**Aim of the task:** In this exercise, reproduce the whole listing exactly.
┏━━
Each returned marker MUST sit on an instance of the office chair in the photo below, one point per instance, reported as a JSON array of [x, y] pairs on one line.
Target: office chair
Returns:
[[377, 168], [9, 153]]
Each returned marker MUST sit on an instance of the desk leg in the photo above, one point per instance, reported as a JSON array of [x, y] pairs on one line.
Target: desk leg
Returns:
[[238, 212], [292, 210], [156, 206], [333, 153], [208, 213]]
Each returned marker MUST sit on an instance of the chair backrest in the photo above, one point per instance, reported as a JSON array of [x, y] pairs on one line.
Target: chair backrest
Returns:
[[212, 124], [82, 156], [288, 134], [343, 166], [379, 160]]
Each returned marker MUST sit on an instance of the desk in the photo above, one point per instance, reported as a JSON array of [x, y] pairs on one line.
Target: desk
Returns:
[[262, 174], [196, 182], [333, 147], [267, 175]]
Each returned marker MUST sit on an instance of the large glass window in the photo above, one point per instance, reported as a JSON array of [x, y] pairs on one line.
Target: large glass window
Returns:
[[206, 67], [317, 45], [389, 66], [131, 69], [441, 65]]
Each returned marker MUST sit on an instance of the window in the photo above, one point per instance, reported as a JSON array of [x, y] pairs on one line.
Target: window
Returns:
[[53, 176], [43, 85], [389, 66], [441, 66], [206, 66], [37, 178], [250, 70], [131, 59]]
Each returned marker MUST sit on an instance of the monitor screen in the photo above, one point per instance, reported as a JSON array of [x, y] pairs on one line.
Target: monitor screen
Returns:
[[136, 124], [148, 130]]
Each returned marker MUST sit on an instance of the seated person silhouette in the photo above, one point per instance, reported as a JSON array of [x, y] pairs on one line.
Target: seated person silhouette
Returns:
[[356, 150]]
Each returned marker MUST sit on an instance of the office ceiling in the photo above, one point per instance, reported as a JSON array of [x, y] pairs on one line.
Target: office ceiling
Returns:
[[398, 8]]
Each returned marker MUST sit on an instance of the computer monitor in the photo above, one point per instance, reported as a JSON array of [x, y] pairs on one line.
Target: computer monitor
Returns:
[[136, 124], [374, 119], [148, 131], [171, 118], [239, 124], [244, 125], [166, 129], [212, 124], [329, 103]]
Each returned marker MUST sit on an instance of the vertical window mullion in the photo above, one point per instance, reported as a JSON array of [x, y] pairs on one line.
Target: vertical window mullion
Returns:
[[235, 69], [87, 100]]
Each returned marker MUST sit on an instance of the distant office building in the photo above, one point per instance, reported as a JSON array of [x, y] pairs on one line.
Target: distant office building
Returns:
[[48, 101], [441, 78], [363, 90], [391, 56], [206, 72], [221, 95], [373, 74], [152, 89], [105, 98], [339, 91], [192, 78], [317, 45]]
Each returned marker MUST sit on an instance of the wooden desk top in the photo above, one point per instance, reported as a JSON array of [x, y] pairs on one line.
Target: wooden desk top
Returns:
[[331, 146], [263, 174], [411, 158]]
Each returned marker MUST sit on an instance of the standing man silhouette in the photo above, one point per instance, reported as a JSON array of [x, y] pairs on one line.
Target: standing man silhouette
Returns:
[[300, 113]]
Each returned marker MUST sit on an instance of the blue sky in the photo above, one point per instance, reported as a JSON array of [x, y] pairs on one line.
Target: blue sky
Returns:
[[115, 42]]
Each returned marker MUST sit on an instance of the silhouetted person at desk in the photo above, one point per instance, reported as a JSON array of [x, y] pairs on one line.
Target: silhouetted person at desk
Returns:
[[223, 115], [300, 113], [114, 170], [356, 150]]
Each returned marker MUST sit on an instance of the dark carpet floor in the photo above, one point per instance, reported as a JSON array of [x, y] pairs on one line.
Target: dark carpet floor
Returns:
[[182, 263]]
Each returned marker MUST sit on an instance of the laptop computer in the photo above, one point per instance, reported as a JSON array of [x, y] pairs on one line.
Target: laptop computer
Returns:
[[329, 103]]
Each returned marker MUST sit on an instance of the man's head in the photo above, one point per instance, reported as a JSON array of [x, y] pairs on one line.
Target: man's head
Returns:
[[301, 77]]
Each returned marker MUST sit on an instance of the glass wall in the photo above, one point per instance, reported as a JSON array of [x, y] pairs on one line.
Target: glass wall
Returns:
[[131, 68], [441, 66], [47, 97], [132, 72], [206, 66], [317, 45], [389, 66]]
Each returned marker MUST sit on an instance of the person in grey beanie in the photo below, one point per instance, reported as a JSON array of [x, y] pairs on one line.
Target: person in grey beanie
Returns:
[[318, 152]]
┗━━
**Task result:**
Each returned marker MUST sit on an instance of the office chair in the photo below, one point per instance, reported as a JSON array of [x, y] pairs on one line.
Target: office chair
Returns:
[[377, 168], [9, 153]]
Each returned marker MUST sit on an instance of the desk leg in the photo above, one point per instance, reported as a JSON array of [x, y] pairs on one line.
Target: desk leg
Returns:
[[238, 212], [292, 210], [156, 206], [333, 153], [208, 213]]
Each returned marker MUST sit on an instance of the chair backrest in the photo above, one point per instance, reported as a JSON array of [x, y] pairs on one line.
Target: chair backrest
Returns:
[[212, 124], [82, 156], [288, 134], [343, 166], [379, 160]]
Each returned marker MUST sit on an instance of the desk in the photo above, one point per instance, reported as a JSON array of [x, y] pairs on one line.
Target: desk
Returns:
[[262, 174], [196, 182], [333, 147], [267, 175]]
Each returned marker MUST sit on an instance of the large glass window in the photo above, one point per instance, reported as a JSON array of [x, y] pairs on one line.
Target: large glass window
Returns:
[[206, 67], [317, 45], [389, 66], [131, 69], [441, 65]]
Each returned marker MUST sit on an instance of the window in the photo above, one point per instance, reported as a JSON array of [x, y] pairs on one line.
Target: window
Returns:
[[53, 176], [43, 85], [389, 66], [441, 66], [206, 66], [37, 178], [250, 70], [131, 59]]
Each returned marker MUST sit on an instance of the monitor screen in the photo above, one point per instance, reported as a JSON array of [x, y] pairs on one line.
Target: monitor screen
Returns:
[[136, 124], [148, 130]]
Each returned marker MUST sit on an instance of the seated person silhouette in the photo above, one point per instance, reported as a JSON array of [x, y] pairs on one line.
Target: seated person silhouette
Returns:
[[356, 150]]
Each returned marker MUST sit on an instance of the office ceiling in the photo above, one point per instance, reported as a JSON array of [x, y] pairs on one line.
Target: office ceiling
Returns:
[[398, 8]]
Each returned marker MUST sit on an instance of the computer monitor in the photo above, one point per instance, reported as a JSON array of [x, y] pairs on one line.
Target: computer monitor
Returns:
[[136, 124], [374, 119], [148, 131], [171, 118], [239, 124], [244, 125], [166, 129], [212, 124], [329, 103]]
Each returned marker MUST sit on an instance of the vertical window mullion in the photo above, one point per instance, reported as a JSON array of [x, y] pairs on one line.
Target: vertical window mullion
Returns:
[[235, 69], [87, 100]]
Each returned marker MUST sit on an instance of the distant office building in the photo above, one point per instance, reported as a JSON array of [x, y] pairs on one line.
Target: distant office building
Returns:
[[48, 101], [441, 78], [363, 90], [391, 56], [206, 72], [221, 95], [373, 74], [152, 89], [105, 98], [339, 91], [192, 78], [317, 45]]
Each returned marker MUST sit on an instance of the wooden desk top in the photo above, one point per instance, reported as a JSON array of [x, y] pairs on one line.
Target: wooden desk top
Returns:
[[331, 146], [263, 174], [411, 158]]
Each returned marker MUST sit on an instance of the standing man silhouette in the photo above, one point per instance, reported as a JSON array of [x, y] pairs on one line.
Target: standing man silhouette
Returns:
[[300, 113]]
Each returned marker MUST sit on an instance of the blue sky in the photo above, one point per instance, reported as a JSON array of [x, y] pairs on one line.
Target: blue sky
Returns:
[[115, 42]]
Each returned marker MUST sit on an instance of the silhouetted person at desk in the photo above, one point per instance, reported as a JSON array of [x, y] pairs on one line.
Target: silhouetted person at desk
Returns:
[[223, 115], [300, 113], [114, 170], [356, 150]]
Each returned marker MUST sit on an instance of the dark carpet floor in the photo above, one point per instance, reported as a JSON array of [x, y] pairs on one line.
Target: dark carpet floor
Returns:
[[182, 263]]
Each returned marker MUST sit on an instance of the laptop computer in the photo above, one point per instance, reported as a JSON array of [x, y] pairs on one line.
Target: laptop computer
Returns:
[[329, 103]]
Each returned marker MUST sit on an instance of the man's head in the photo above, one point per instance, reported as a JSON array of [x, y] pairs on one line.
Target: man's head
Returns:
[[301, 77]]
Each returned marker MUST sit on an instance of the glass wall in the photo above, one point per instance, reported as a JSON array of [x, y] pairs on one line.
Target: glass wall
Returns:
[[131, 68], [441, 66], [47, 97], [132, 72], [206, 66], [317, 45], [389, 66]]
Each returned marker MUST sit on an instance of the person in grey beanie in the photo below, one point per instance, reported as a JSON array of [x, y] pairs on one line.
Target: person in grey beanie
Returns:
[[318, 152]]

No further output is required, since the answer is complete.